→ Exercise objective
Reproduce every entry below precisely. Pictures are excluded from the copy.

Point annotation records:
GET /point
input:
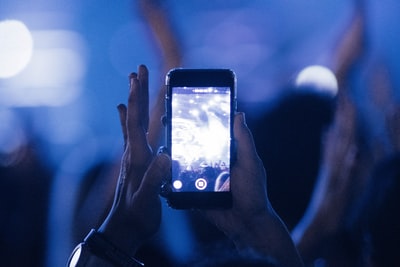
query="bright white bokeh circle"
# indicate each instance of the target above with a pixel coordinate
(16, 46)
(319, 78)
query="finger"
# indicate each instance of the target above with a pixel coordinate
(143, 77)
(246, 149)
(122, 120)
(135, 130)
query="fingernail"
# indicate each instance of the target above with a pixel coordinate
(242, 118)
(132, 76)
(162, 150)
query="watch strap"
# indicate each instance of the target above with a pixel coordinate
(103, 248)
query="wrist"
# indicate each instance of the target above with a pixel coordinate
(119, 235)
(96, 250)
(267, 236)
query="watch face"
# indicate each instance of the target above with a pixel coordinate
(76, 254)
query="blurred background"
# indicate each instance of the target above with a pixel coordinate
(64, 68)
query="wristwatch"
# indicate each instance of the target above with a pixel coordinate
(96, 245)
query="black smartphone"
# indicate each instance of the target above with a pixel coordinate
(200, 107)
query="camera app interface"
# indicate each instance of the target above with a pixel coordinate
(200, 138)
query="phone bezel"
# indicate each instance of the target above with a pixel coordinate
(181, 77)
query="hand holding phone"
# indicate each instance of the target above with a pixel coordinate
(200, 105)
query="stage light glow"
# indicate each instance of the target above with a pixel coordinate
(319, 78)
(16, 46)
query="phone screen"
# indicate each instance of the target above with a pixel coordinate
(200, 138)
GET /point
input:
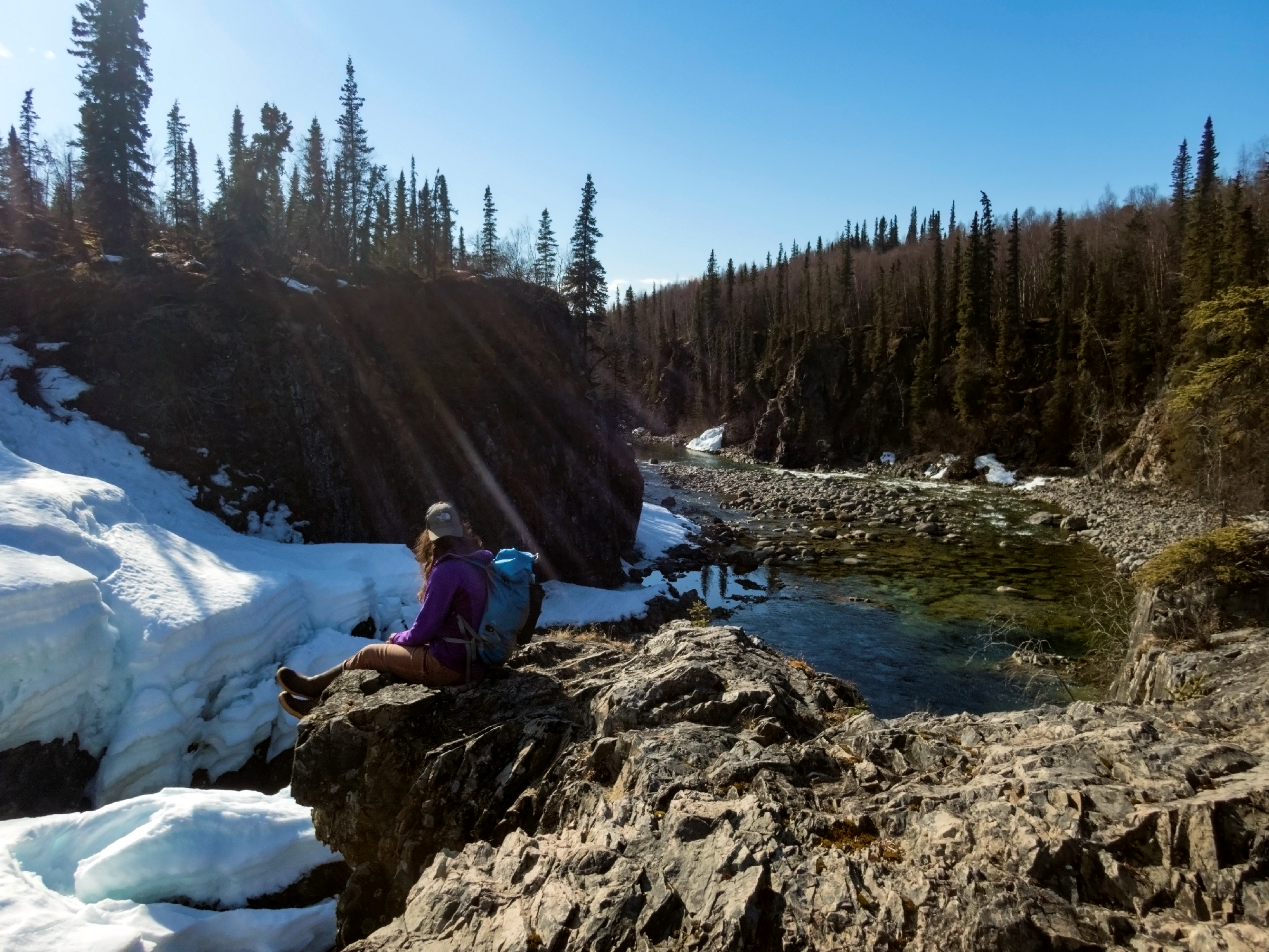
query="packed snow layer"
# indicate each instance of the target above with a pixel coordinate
(53, 612)
(660, 531)
(709, 442)
(146, 626)
(98, 880)
(568, 605)
(565, 603)
(997, 473)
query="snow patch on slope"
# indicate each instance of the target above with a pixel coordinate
(709, 442)
(97, 880)
(145, 625)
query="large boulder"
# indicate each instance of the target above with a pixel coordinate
(353, 407)
(703, 793)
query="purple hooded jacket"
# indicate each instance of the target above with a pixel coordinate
(456, 588)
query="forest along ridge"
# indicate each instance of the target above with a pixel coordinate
(900, 589)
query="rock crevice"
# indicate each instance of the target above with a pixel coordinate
(701, 791)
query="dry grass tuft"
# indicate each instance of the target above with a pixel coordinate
(592, 634)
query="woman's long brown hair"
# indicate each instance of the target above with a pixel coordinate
(428, 551)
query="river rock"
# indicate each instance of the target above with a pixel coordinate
(700, 791)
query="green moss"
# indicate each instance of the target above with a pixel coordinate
(1233, 556)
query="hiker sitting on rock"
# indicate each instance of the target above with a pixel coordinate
(439, 648)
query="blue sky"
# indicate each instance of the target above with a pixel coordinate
(709, 126)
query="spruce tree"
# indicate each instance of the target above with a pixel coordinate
(1009, 343)
(314, 190)
(1058, 309)
(401, 224)
(1181, 192)
(446, 214)
(547, 253)
(178, 160)
(115, 95)
(30, 153)
(268, 158)
(195, 196)
(1201, 259)
(584, 280)
(489, 234)
(353, 162)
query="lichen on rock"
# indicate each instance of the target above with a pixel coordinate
(703, 793)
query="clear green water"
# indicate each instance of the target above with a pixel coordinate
(919, 624)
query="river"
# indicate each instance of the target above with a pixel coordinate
(917, 625)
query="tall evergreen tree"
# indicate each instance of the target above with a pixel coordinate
(178, 162)
(268, 158)
(446, 214)
(31, 154)
(489, 234)
(1181, 192)
(314, 190)
(584, 280)
(115, 95)
(1202, 249)
(547, 253)
(195, 209)
(353, 162)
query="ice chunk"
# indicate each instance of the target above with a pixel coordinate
(997, 473)
(709, 442)
(297, 286)
(660, 531)
(96, 882)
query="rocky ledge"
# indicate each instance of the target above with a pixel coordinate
(701, 791)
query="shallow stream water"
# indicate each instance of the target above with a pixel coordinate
(919, 624)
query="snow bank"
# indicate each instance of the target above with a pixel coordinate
(660, 531)
(566, 603)
(97, 880)
(145, 625)
(709, 442)
(997, 473)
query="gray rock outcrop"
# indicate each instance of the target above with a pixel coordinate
(703, 793)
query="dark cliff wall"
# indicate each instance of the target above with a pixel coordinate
(356, 408)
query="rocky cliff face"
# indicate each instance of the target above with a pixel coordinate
(703, 793)
(353, 407)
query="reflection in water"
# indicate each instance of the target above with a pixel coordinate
(907, 625)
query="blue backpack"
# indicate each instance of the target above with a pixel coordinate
(512, 611)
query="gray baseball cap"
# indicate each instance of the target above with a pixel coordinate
(443, 521)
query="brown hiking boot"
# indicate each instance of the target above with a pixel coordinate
(296, 706)
(300, 686)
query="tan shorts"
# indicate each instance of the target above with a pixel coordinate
(412, 664)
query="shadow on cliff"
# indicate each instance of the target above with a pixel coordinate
(349, 409)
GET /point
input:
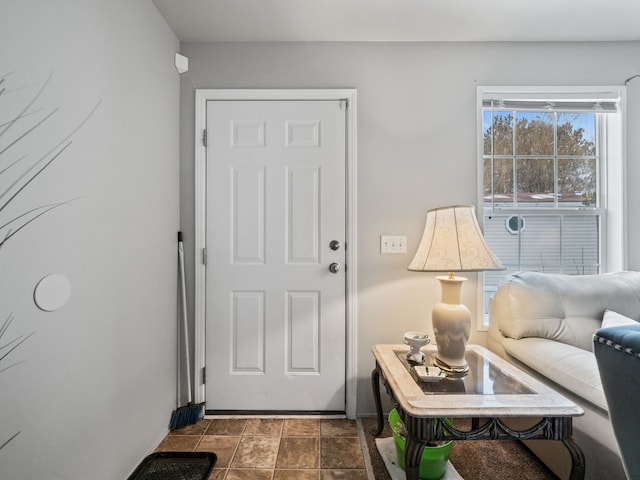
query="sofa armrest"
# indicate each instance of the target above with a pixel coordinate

→ Task result
GET /point
input:
query="bright white bokeh circle"
# indicate each instance of the target above with a pixel coordinate
(16, 46)
(319, 78)
query="finger"
# indicate each instance of the target above with a pixel coordinate
(143, 77)
(246, 149)
(122, 120)
(135, 130)
query="fingernail"
# indicate each instance of the target above with a pixel coordinate
(242, 118)
(132, 76)
(162, 150)
query="watch strap"
# indicate each instance of the target above with a pixel coordinate
(103, 248)
query="wrist"
# indicate each instance of the target above with a pixel coordinate
(119, 235)
(96, 250)
(267, 236)
query="watch face"
# indicate each instance of the target above with a pixel coordinate
(76, 254)
query="blurred background"
# indicate each instance of the target above with a pixel coordinate
(64, 68)
query="wristwatch"
# indicate each instance of the target above with a pixel coordinate
(96, 245)
query="black smartphone"
# indicate each instance of the target above with a pixel coordinate
(200, 107)
query="camera app interface"
# indicate each instance of the target above with a pixel coordinate
(200, 138)
query="phone bezel"
# indicate each instance of the target above with a pixel coordinate
(181, 77)
query="hand holding phone"
# indicate each instance of the target above with a pixel coordinate
(200, 105)
query="stage light glow"
# indicate each instance of the target above with a pixel coordinate
(319, 78)
(16, 46)
query="phone screen"
# indicate each instance of the target above with a pixel coordinate
(200, 138)
GET /point
input:
query="packed snow layer"
# indicate each instance of the target above with a pixel coordinate
(53, 612)
(660, 531)
(709, 442)
(146, 626)
(98, 880)
(568, 605)
(565, 603)
(997, 473)
query="snow patch on slope"
# indicate each instance of the target above with a pixel coordinate
(709, 442)
(97, 880)
(145, 625)
query="large boulder"
# indicate each instance of the target above with a pixel coordinate
(353, 407)
(703, 793)
query="purple hooded jacket"
# indicate each instance of the target above with a pixel coordinate
(456, 588)
query="forest along ridge"
# indicate each instance of the target above with a pixel coordinate
(900, 589)
query="rock crevice"
# indicate each instance of the target above with a pixel coordinate
(701, 791)
query="dry grass tuft"
# indicate each instance of the target above with a pixel coordinate
(592, 634)
query="woman's long brown hair"
# indicate each instance of the target above with a pixel coordinate
(428, 551)
query="river rock"
# indicate each instance of the target above with a pixel coordinate
(700, 791)
query="green moss"
# indicate each instance of the target above with a pixel coordinate
(1233, 556)
query="hiker sitting on rock"
# indicate each instance of the target above with a pixel coordinate
(439, 648)
query="blue sky"
# indicate each instance of the target above with a pixel coordinate
(709, 126)
query="spruce tree"
# indicate each instance of the target above with a pixel coordinate
(1009, 343)
(314, 190)
(1058, 309)
(401, 224)
(1181, 192)
(446, 214)
(547, 253)
(178, 160)
(115, 95)
(30, 153)
(268, 158)
(195, 196)
(1201, 259)
(584, 280)
(489, 234)
(353, 162)
query="lichen on rock"
# indicate each instance of the target above with a pixel coordinate
(703, 793)
query="clear green water"
# indicate each instance of the target above with a pixel coordinate
(919, 624)
query="river"
# indicate each instance of the target above with a pixel coordinate
(917, 625)
query="tall evergreen tree"
# indicate each instance of the target above with a pixel coordinate
(178, 162)
(268, 158)
(446, 214)
(31, 154)
(489, 234)
(1181, 192)
(314, 190)
(584, 280)
(115, 95)
(1202, 249)
(547, 253)
(195, 209)
(353, 162)
query="ice chunk"
# indicate each instance of the target above with a pixel coordinate
(997, 473)
(709, 442)
(297, 286)
(660, 531)
(96, 882)
query="rocky ledge"
# indicate each instance of the target above with a pixel coordinate
(701, 791)
query="shallow stream water"
# indicate each instance of the target above with a pixel coordinate
(919, 624)
query="snow bank"
# indicate each instance of the target above with a pixel coordinate
(660, 531)
(566, 603)
(97, 880)
(145, 625)
(709, 442)
(997, 473)
query="gray rock outcrop"
# indicate each instance of the target above with a pixel coordinate
(703, 793)
query="dark cliff wall"
# indicate each instance of the target above with a pixel coordinate
(356, 408)
query="rocky cliff face"
# indicate each instance of the target above with a pixel coordinate
(703, 793)
(353, 407)
query="reflection in water"
# indicate each instance of the target above with a pixel coordinate
(907, 625)
query="blue backpack"
# indicate each instance of the target above with a pixel coordinate
(512, 611)
query="gray baseball cap"
# indicate each instance of the target above with a pixel coordinate
(443, 521)
query="brown hiking boot"
# indicate each instance of the target above with a pixel coordinate
(296, 706)
(300, 686)
query="tan shorts"
# indicate each instance of the target above with a pixel coordinate
(412, 664)
query="shadow on cliff"
# indicate each instance of the target above with a pixel coordinate
(349, 409)
GET /point
input:
query="sofa armrest"
# indicate each instance of the target above with a pixel coordinate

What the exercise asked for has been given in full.